- Quellenauszug
☆ ☆ ☆

Verwertung eines Vernehmungsprotokolls statt Vernehmung des Zeugen?

Ist dem Zivilprozess ein Strafprozess vorausgegangen, stößt es bei den meisten Prozessbeteiligten auf wenig Begeisterung, dass die Beweisaufnahme bei nach wie vor streitigem Sachverhalt grundsätzlich noch einmal vor dem Zivilgericht wiederholt werden muss. Mit Urteil vom 04.09.2018 – 4 U 427/18 hat sich das OLG Dresden mit der insoweit praktisch äußerst relevanten Frage befasst, wann von einem stillschweigenden Verzicht auf einen zuvor angebotenen Zeugenbeweis auszugehen und deshalb eine Wiederholung der Beweisaufnahme entbehrlich ist.

Sachverhalt

Die Klägerin nimmt die Beklagte Kaskoversicherung auf Leistung in Anspruch und behauptet dazu, das versicherte Fahrzeug sei entwendet und später beschädigt wieder aufgefunden worden. Das Landgericht hat der Klage nach Beiziehung der Strafakte des Jugendschöffengerichts Leipzig, Anhörung der Klägerin und Vernehmung eines Zeugen stattgegeben. Dagegen wendet sich die beklagte Versicherung mit ihrer Berufung, mit der sie ihren Klageabweisungsantrag weiterverfolgt und u.a. rügt, das Landgericht habe zwei von ihr benannte Zeugen nicht vernommen, die unabhängig voneinander das Fahrzeug bereits am Morgen des angeblichen Tags der Entwendung am späteren Abstellort gesehen hätten. Zudem habe es einen weiteren Zeugen nicht vernommen, der den Vorwurf der Entwendung des Fahrzeugs bestritten habe und wegen widersprüchlicher Zeugenaussagen freigesprochen worden sei.

☆ ☆ ☆

- Deine Aufgabe
Welches Gericht hat laut dem Quellenauszug das Urteil vom 04.09.2018 mit dem Aktenzeichen 4 U 427/18 gesprochen?

- Gezeigte Daten
☆ ☆ ☆

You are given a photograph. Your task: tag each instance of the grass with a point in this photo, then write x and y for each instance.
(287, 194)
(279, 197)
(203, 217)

☆ ☆ ☆

- Vollständige Antwort
Das OLG Dresden.